» **Problem statement**:
Identify each line below that contains the word "before", and copy it out.

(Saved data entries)
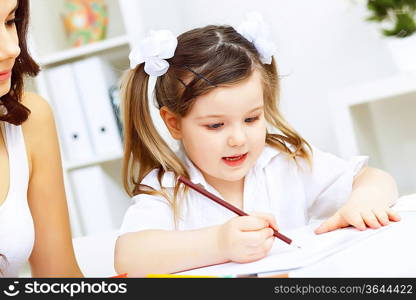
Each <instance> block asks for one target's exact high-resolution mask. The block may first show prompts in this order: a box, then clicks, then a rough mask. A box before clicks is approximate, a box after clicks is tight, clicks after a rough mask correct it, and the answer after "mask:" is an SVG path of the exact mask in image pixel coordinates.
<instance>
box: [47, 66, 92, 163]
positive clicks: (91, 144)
mask: <svg viewBox="0 0 416 300" xmlns="http://www.w3.org/2000/svg"><path fill="white" fill-rule="evenodd" d="M45 74H46V81H47V86H48V90H49V92H50V96H51V98H52V99H51V104H52V107H53V110H54V112H55V113H56V115H57V120H58V128H59V132H60V137H61V140H62V142H63V153H64V156H65V158H66V160H67V161H74V160H83V159H89V158H91V157H92V156H93V149H92V144H91V142H90V137H89V133H88V127H87V123H86V121H85V116H84V113H83V111H82V107H81V103H80V101H79V95H78V92H77V85H76V82H75V80H74V76H73V71H72V68H71V66H70V65H61V66H58V67H54V68H50V69H47V70H45Z"/></svg>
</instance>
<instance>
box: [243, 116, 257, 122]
mask: <svg viewBox="0 0 416 300" xmlns="http://www.w3.org/2000/svg"><path fill="white" fill-rule="evenodd" d="M258 119H259V117H252V118H247V119H246V120H245V121H246V122H247V123H253V122H255V121H257V120H258Z"/></svg>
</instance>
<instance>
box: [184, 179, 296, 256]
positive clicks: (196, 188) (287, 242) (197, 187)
mask: <svg viewBox="0 0 416 300" xmlns="http://www.w3.org/2000/svg"><path fill="white" fill-rule="evenodd" d="M178 180H179V181H180V182H182V183H183V184H186V185H187V186H189V187H190V188H192V189H194V190H195V191H197V192H199V193H201V194H202V195H204V196H206V197H208V198H209V199H211V200H213V201H215V202H217V203H218V204H220V205H222V206H224V207H225V208H228V209H229V210H231V211H232V212H234V213H236V214H237V215H239V216H248V214H247V213H245V212H244V211H242V210H241V209H239V208H238V207H235V206H234V205H231V204H230V203H228V202H227V201H224V200H222V199H220V198H218V197H217V196H215V195H214V194H212V193H210V192H208V191H207V190H206V189H204V188H203V187H202V186H200V185H197V184H195V183H193V182H192V181H190V180H188V179H186V178H185V177H183V176H179V178H178ZM272 229H273V228H272ZM273 231H274V234H273V235H274V236H275V237H277V238H278V239H280V240H282V241H283V242H285V243H287V244H289V245H292V246H295V247H297V248H300V247H299V246H297V245H295V243H294V242H293V241H292V240H291V239H290V238H288V237H287V236H284V235H283V234H281V233H279V232H278V231H277V230H274V229H273Z"/></svg>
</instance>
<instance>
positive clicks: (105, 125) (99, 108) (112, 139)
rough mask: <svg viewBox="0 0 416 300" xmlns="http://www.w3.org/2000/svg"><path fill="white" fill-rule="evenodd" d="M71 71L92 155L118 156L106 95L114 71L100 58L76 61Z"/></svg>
mask: <svg viewBox="0 0 416 300" xmlns="http://www.w3.org/2000/svg"><path fill="white" fill-rule="evenodd" d="M73 68H74V74H75V81H76V83H77V86H78V91H79V94H80V100H81V105H82V108H83V109H84V112H85V115H86V118H87V125H88V128H89V132H90V135H91V140H92V144H93V149H94V153H95V154H96V155H99V156H106V155H118V154H119V155H121V154H122V146H121V138H120V134H119V130H118V127H117V122H116V119H115V116H114V112H113V108H112V106H111V101H110V94H109V90H110V87H111V86H112V85H113V84H114V83H115V82H116V81H117V78H116V76H115V74H114V72H112V70H111V67H110V66H109V65H108V64H107V63H106V62H105V61H104V60H102V59H100V58H99V57H91V58H87V59H83V60H80V61H77V62H75V63H73Z"/></svg>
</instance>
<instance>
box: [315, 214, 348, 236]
mask: <svg viewBox="0 0 416 300" xmlns="http://www.w3.org/2000/svg"><path fill="white" fill-rule="evenodd" d="M345 226H348V224H345V222H344V221H343V220H342V219H341V216H340V215H339V214H338V213H336V214H334V215H332V216H331V217H330V218H329V219H327V220H326V221H324V222H323V223H322V224H321V225H320V226H319V227H318V228H316V229H315V233H316V234H321V233H325V232H329V231H332V230H335V229H338V228H341V227H345Z"/></svg>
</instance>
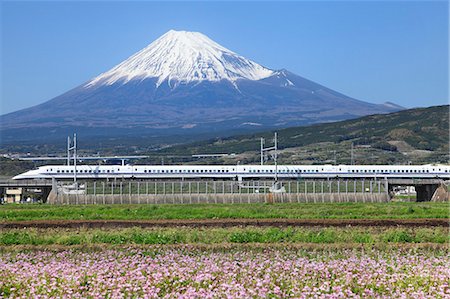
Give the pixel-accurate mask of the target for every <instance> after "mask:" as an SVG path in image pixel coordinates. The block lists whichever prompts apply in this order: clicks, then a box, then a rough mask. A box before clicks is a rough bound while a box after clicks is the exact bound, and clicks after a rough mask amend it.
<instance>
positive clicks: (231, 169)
mask: <svg viewBox="0 0 450 299" xmlns="http://www.w3.org/2000/svg"><path fill="white" fill-rule="evenodd" d="M75 171H76V177H77V178H78V179H107V178H108V179H114V178H119V179H122V178H123V179H182V178H185V179H198V178H209V179H236V178H237V179H239V180H241V179H264V178H273V177H274V176H275V174H277V176H278V178H280V179H301V178H332V177H335V178H336V177H339V178H374V177H378V178H418V179H419V178H420V179H422V178H441V179H445V180H448V179H450V166H449V165H442V164H428V165H305V166H304V165H278V167H277V169H275V166H274V165H122V166H120V165H77V166H76V168H75V167H74V166H73V165H51V166H42V167H39V168H37V169H35V170H30V171H27V172H25V173H22V174H20V175H17V176H15V177H13V179H14V180H21V179H52V178H55V179H73V177H74V175H75Z"/></svg>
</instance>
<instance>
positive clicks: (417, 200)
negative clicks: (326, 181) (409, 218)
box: [0, 178, 450, 202]
mask: <svg viewBox="0 0 450 299" xmlns="http://www.w3.org/2000/svg"><path fill="white" fill-rule="evenodd" d="M381 181H382V182H383V184H384V186H387V192H388V193H389V195H390V197H393V188H394V187H395V186H414V187H415V190H416V201H418V202H421V201H447V200H450V192H449V191H448V187H447V185H448V183H449V181H445V180H442V179H438V178H435V179H407V178H402V179H396V178H391V179H382V180H381ZM55 186H56V181H52V180H0V194H2V196H4V194H5V190H6V189H7V188H24V189H40V190H41V197H42V199H43V201H46V200H47V198H48V197H49V195H50V193H51V191H52V189H54V188H55Z"/></svg>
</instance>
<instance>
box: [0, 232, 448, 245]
mask: <svg viewBox="0 0 450 299" xmlns="http://www.w3.org/2000/svg"><path fill="white" fill-rule="evenodd" d="M448 232H449V231H448V228H419V229H417V228H415V229H413V228H388V229H386V228H377V227H370V228H355V227H354V228H294V227H288V228H276V227H270V228H260V227H246V228H239V227H233V228H203V229H196V230H193V229H190V228H152V229H144V228H138V227H134V228H122V229H107V230H105V229H103V230H102V229H86V228H81V229H33V228H29V229H10V230H4V231H3V232H2V233H1V234H0V246H11V245H66V246H67V245H69V246H71V245H95V244H112V245H129V244H141V245H146V244H153V245H156V244H159V245H168V244H222V245H223V244H233V243H236V244H245V243H264V244H277V243H286V244H296V243H314V244H350V243H351V244H355V243H356V244H368V245H372V244H378V245H379V244H389V243H435V244H445V243H448V242H449V241H450V237H449V234H448Z"/></svg>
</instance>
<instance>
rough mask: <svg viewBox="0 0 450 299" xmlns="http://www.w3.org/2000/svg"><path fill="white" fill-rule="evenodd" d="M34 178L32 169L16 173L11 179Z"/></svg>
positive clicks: (16, 179)
mask: <svg viewBox="0 0 450 299" xmlns="http://www.w3.org/2000/svg"><path fill="white" fill-rule="evenodd" d="M33 178H35V173H34V171H33V170H30V171H27V172H24V173H21V174H19V175H16V176H15V177H13V178H12V179H13V180H25V179H33Z"/></svg>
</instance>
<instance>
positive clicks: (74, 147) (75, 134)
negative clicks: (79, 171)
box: [73, 133, 78, 189]
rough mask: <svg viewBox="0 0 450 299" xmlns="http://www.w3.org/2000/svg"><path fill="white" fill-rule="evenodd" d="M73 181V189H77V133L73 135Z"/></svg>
mask: <svg viewBox="0 0 450 299" xmlns="http://www.w3.org/2000/svg"><path fill="white" fill-rule="evenodd" d="M73 166H74V170H73V181H74V183H75V188H77V189H78V187H77V133H74V134H73Z"/></svg>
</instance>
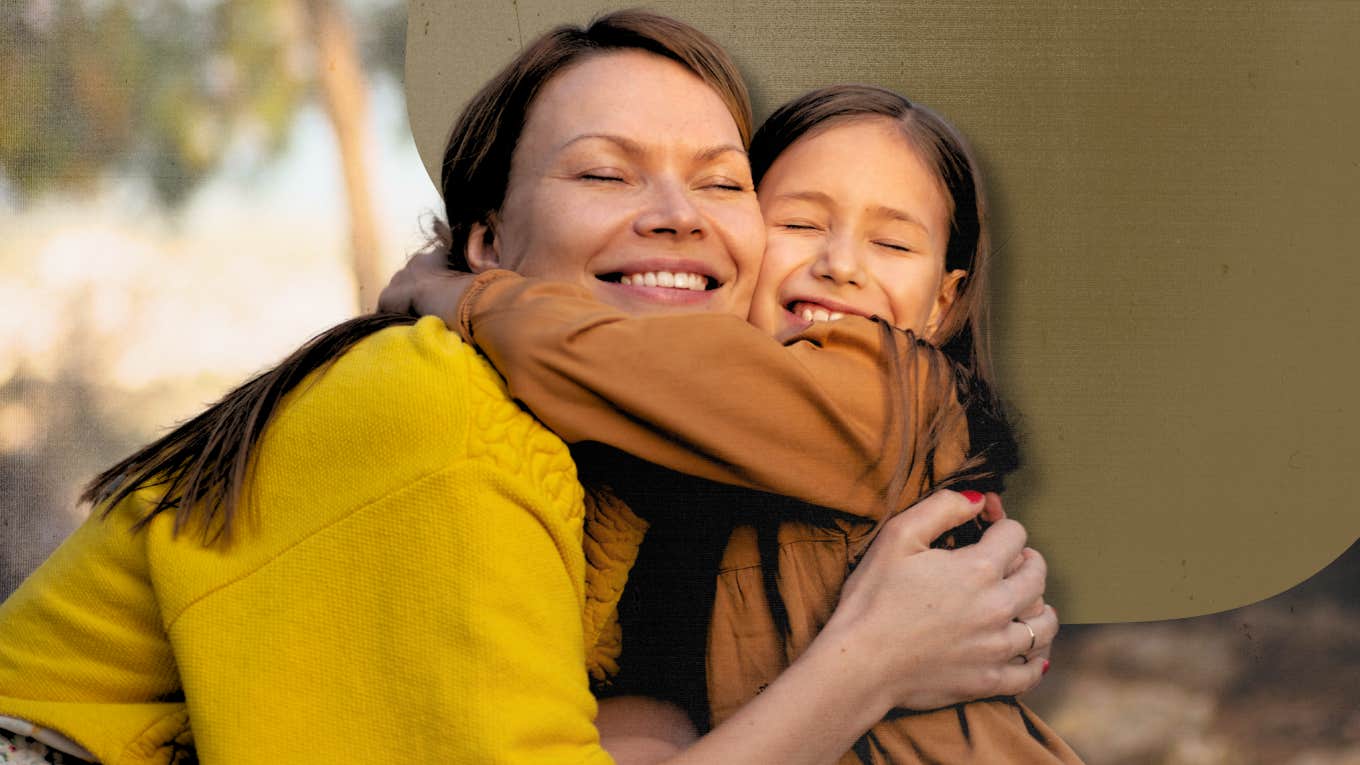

» **Your response**:
Each <instance> block asks for one target's exact high-resolution mask. The block may first show prompts in this order: a box, then clicks, then a rough mask. A box before clicks is approximate, a box after clicks is tight, clicks after a rough mask correct it, and the answer after "mask:" is an SVG path of the exact mask in image pixel coordinates.
Give the pixel-accurate mask of the target for every <instance> after "mask:" as an SVG path in image pixel coordinates. The block lists whichever prompts apply in this order: clicks, then a box, then a rough mask. A box before clicks is a rough bound while a box after clicks is the exact bound, and clicks after a rough mask amend it.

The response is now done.